__WORK REQUIRED__: The response should be a precise copy of every entry.

(Referring expression pointing data)

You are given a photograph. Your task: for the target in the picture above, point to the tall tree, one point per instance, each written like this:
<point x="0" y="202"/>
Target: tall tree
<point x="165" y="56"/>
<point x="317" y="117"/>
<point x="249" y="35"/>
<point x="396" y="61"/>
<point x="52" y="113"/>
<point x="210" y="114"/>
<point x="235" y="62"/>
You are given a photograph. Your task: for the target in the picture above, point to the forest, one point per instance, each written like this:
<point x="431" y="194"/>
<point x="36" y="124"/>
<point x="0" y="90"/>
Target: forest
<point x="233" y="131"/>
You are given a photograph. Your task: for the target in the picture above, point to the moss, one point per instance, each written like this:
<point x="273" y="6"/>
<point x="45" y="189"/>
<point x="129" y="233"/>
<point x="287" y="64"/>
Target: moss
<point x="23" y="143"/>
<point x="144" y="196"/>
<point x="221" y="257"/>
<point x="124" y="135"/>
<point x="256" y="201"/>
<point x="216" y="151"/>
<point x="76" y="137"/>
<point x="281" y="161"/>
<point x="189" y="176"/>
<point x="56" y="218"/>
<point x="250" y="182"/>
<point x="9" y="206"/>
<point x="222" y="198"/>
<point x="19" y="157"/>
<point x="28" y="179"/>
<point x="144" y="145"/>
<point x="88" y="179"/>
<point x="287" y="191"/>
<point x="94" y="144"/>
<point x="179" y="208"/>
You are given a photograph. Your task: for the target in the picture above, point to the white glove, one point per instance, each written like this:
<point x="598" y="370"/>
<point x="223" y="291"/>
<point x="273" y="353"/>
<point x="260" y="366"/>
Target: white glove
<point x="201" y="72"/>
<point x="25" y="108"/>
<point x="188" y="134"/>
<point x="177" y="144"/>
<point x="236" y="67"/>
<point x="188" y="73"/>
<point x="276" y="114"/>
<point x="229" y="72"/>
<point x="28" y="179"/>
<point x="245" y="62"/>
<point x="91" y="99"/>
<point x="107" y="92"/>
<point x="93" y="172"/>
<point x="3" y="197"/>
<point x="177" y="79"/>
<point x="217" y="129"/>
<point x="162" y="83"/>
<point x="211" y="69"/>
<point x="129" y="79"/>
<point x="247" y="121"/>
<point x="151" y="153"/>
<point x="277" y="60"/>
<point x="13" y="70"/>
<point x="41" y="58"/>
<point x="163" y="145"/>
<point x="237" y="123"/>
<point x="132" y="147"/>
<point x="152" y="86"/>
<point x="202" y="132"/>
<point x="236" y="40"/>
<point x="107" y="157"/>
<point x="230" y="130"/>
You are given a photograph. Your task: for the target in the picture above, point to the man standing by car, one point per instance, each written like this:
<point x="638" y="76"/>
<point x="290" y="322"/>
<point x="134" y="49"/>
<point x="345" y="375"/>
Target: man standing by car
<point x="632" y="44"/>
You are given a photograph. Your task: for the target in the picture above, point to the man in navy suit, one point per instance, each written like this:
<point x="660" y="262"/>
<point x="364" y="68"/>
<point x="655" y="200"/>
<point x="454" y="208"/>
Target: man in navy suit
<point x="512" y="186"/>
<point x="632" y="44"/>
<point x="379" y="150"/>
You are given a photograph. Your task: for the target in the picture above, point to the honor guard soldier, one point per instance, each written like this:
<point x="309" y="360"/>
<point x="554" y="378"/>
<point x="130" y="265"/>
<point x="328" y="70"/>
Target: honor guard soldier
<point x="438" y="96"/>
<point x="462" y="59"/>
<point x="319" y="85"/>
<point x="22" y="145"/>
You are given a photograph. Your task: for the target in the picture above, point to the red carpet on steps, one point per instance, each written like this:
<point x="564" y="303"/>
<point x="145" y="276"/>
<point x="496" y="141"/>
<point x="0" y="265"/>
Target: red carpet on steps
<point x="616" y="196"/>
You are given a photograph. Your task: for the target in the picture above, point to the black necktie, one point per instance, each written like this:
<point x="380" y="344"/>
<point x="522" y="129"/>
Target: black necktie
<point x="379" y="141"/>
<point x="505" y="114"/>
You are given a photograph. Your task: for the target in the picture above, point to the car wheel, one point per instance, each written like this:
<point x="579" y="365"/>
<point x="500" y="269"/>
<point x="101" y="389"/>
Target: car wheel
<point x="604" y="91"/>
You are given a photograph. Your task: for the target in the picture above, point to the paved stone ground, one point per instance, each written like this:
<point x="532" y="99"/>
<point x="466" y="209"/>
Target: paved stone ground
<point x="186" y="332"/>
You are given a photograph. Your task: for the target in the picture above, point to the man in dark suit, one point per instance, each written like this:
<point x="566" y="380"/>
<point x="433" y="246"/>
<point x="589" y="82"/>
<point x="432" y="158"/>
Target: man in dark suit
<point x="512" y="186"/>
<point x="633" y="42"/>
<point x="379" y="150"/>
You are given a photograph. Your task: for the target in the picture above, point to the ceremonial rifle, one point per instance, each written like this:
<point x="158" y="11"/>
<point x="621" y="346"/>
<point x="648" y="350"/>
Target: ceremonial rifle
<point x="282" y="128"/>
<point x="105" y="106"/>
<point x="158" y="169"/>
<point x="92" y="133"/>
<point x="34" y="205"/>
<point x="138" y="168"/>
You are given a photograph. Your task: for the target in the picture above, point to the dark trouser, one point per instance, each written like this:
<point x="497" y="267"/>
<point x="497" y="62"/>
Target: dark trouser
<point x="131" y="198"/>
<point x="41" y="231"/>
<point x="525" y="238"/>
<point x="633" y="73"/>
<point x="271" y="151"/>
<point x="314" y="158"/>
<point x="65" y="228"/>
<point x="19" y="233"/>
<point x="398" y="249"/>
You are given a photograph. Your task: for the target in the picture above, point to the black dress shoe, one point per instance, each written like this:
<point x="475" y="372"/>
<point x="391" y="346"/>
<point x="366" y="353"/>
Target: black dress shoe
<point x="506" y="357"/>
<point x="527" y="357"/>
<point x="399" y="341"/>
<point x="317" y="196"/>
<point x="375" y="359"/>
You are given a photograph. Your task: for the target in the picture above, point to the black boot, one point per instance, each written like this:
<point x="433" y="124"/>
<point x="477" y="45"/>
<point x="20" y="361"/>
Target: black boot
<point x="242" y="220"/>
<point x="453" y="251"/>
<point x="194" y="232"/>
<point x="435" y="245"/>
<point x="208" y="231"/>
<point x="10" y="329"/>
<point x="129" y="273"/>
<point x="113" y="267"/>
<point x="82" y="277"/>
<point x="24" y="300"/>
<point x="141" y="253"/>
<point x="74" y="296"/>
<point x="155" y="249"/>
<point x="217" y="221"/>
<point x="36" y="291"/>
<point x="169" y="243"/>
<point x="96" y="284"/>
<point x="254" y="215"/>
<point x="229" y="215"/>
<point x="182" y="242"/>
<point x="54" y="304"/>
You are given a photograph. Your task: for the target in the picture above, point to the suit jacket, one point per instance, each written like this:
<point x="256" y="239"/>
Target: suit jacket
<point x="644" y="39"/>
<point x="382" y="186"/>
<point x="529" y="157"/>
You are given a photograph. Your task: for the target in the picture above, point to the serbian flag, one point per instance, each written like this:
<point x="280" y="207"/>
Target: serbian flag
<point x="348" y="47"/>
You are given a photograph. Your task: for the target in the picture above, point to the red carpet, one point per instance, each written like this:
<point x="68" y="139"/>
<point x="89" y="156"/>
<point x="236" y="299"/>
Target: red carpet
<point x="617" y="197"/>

__RESPONSE TO THE EXERCISE__:
You are given a photograph. Your task: for the target in the picture above, point to the tall tree, one point per instance, each written like this:
<point x="0" y="202"/>
Target: tall tree
<point x="165" y="56"/>
<point x="317" y="117"/>
<point x="249" y="35"/>
<point x="396" y="61"/>
<point x="52" y="113"/>
<point x="210" y="114"/>
<point x="235" y="62"/>
You are given a photograph. Your task: for the target in the picture above, point to the forest, one point per instance, each written like this:
<point x="431" y="194"/>
<point x="36" y="124"/>
<point x="0" y="90"/>
Target: forest
<point x="233" y="131"/>
You are given a photograph. Your task: for the target in the picture above, point to the moss, one point per instance, each written like this:
<point x="273" y="6"/>
<point x="45" y="189"/>
<point x="129" y="233"/>
<point x="287" y="64"/>
Target: moss
<point x="23" y="143"/>
<point x="144" y="196"/>
<point x="221" y="257"/>
<point x="124" y="135"/>
<point x="256" y="201"/>
<point x="216" y="151"/>
<point x="76" y="137"/>
<point x="281" y="161"/>
<point x="189" y="176"/>
<point x="56" y="218"/>
<point x="250" y="182"/>
<point x="9" y="206"/>
<point x="222" y="198"/>
<point x="19" y="157"/>
<point x="28" y="179"/>
<point x="144" y="145"/>
<point x="88" y="179"/>
<point x="287" y="191"/>
<point x="94" y="144"/>
<point x="179" y="208"/>
You are given a photograph. Your task: for the target in the picture above, point to the white glove, one point per instance, each written like this:
<point x="598" y="370"/>
<point x="223" y="291"/>
<point x="273" y="353"/>
<point x="260" y="366"/>
Target: white glove
<point x="201" y="72"/>
<point x="25" y="108"/>
<point x="188" y="134"/>
<point x="177" y="144"/>
<point x="236" y="67"/>
<point x="188" y="73"/>
<point x="276" y="114"/>
<point x="229" y="72"/>
<point x="28" y="179"/>
<point x="245" y="62"/>
<point x="91" y="99"/>
<point x="107" y="92"/>
<point x="93" y="172"/>
<point x="3" y="197"/>
<point x="177" y="79"/>
<point x="217" y="129"/>
<point x="162" y="83"/>
<point x="211" y="69"/>
<point x="129" y="79"/>
<point x="247" y="121"/>
<point x="151" y="153"/>
<point x="277" y="60"/>
<point x="13" y="70"/>
<point x="41" y="58"/>
<point x="163" y="145"/>
<point x="237" y="123"/>
<point x="132" y="147"/>
<point x="152" y="86"/>
<point x="202" y="132"/>
<point x="236" y="40"/>
<point x="107" y="157"/>
<point x="230" y="130"/>
You are given a photograph. Your task: for the target in the picture above, point to the man standing by car, one point per instance, each written like this:
<point x="638" y="76"/>
<point x="290" y="322"/>
<point x="134" y="49"/>
<point x="345" y="375"/>
Target: man standing by car
<point x="632" y="44"/>
You are given a photograph. Your task: for the target in the picture above, point to the man in navy suit, one point per instance, each written like this:
<point x="660" y="262"/>
<point x="364" y="68"/>
<point x="655" y="200"/>
<point x="454" y="208"/>
Target: man in navy suit
<point x="512" y="186"/>
<point x="632" y="44"/>
<point x="379" y="150"/>
You are given a photograph. Your task: for the target in the picture above, point to the honor guard soldier, one point per instance, each written like this:
<point x="309" y="360"/>
<point x="554" y="378"/>
<point x="130" y="265"/>
<point x="328" y="70"/>
Target: honor guard soldier
<point x="438" y="96"/>
<point x="462" y="59"/>
<point x="319" y="85"/>
<point x="22" y="145"/>
You are given a photograph. Your task: for the target in the picture above, point to the red carpet on steps, one point per instance, each written like this:
<point x="564" y="303"/>
<point x="145" y="276"/>
<point x="496" y="141"/>
<point x="0" y="265"/>
Target: red carpet on steps
<point x="616" y="196"/>
You are given a photograph. Your task: for the target in the picture above, point to the black necktie, one point per instance, each written like this:
<point x="380" y="344"/>
<point x="522" y="129"/>
Target: black necktie
<point x="379" y="141"/>
<point x="505" y="114"/>
You are given a photograph. Your task: for the target in the picture above, point to the car wheel, one point per instance, each written like this:
<point x="579" y="365"/>
<point x="500" y="269"/>
<point x="101" y="389"/>
Target: car wheel
<point x="604" y="91"/>
You are given a photograph. Your task: for the target in the picture above, point to the paved stone ground, one point per instance, each written like this:
<point x="532" y="99"/>
<point x="466" y="209"/>
Target: paved stone ground
<point x="186" y="332"/>
You are given a photograph. Your task: for the target in the picture above, point to the man in dark suit, one point per instance, each written like this:
<point x="566" y="380"/>
<point x="433" y="246"/>
<point x="589" y="82"/>
<point x="432" y="158"/>
Target: man in dark suit
<point x="512" y="186"/>
<point x="633" y="42"/>
<point x="379" y="150"/>
You are given a photograph. Your task: for the target in the picture above, point to the ceremonial rifle, one point per instance, each written like this:
<point x="158" y="11"/>
<point x="621" y="346"/>
<point x="648" y="350"/>
Target: ceremonial rifle
<point x="282" y="128"/>
<point x="105" y="106"/>
<point x="158" y="169"/>
<point x="92" y="133"/>
<point x="34" y="205"/>
<point x="138" y="168"/>
You are given a photograph. Your task: for the target in the picture above, point to the dark trouser, one point per instance, each written like this:
<point x="497" y="267"/>
<point x="497" y="62"/>
Target: dark trouser
<point x="131" y="198"/>
<point x="41" y="231"/>
<point x="525" y="238"/>
<point x="633" y="73"/>
<point x="271" y="151"/>
<point x="314" y="158"/>
<point x="65" y="228"/>
<point x="19" y="233"/>
<point x="398" y="249"/>
You are given a photograph. Your task: for the target in the picture above, point to the black dress shoe, one point per instance, each written like this:
<point x="475" y="372"/>
<point x="391" y="346"/>
<point x="366" y="353"/>
Target: black dress shoe
<point x="506" y="357"/>
<point x="527" y="357"/>
<point x="399" y="341"/>
<point x="317" y="196"/>
<point x="375" y="359"/>
You are given a photograph. Your task: for the target in the picture above, point to the black boot, one point per instance, each written like this:
<point x="433" y="124"/>
<point x="477" y="45"/>
<point x="20" y="361"/>
Target: black boot
<point x="242" y="220"/>
<point x="453" y="251"/>
<point x="194" y="232"/>
<point x="435" y="245"/>
<point x="208" y="231"/>
<point x="10" y="329"/>
<point x="129" y="273"/>
<point x="113" y="267"/>
<point x="82" y="277"/>
<point x="24" y="300"/>
<point x="141" y="253"/>
<point x="74" y="296"/>
<point x="155" y="249"/>
<point x="217" y="221"/>
<point x="36" y="291"/>
<point x="169" y="243"/>
<point x="96" y="284"/>
<point x="254" y="215"/>
<point x="229" y="215"/>
<point x="182" y="242"/>
<point x="54" y="304"/>
You are given a photograph. Your task: for the target in the picture above, point to the suit jacket, one point per instance, each written like this:
<point x="256" y="239"/>
Target: suit jacket
<point x="644" y="39"/>
<point x="382" y="186"/>
<point x="529" y="157"/>
You are given a photograph. Your task: for the target in the picture above, point to the serbian flag, one point per instance, each written like this:
<point x="280" y="207"/>
Target: serbian flag
<point x="348" y="47"/>
You are given a photograph. Your task: for the target in the picture above, point to the red carpet, one point per instance, each written like this:
<point x="68" y="139"/>
<point x="89" y="156"/>
<point x="236" y="299"/>
Target: red carpet
<point x="617" y="197"/>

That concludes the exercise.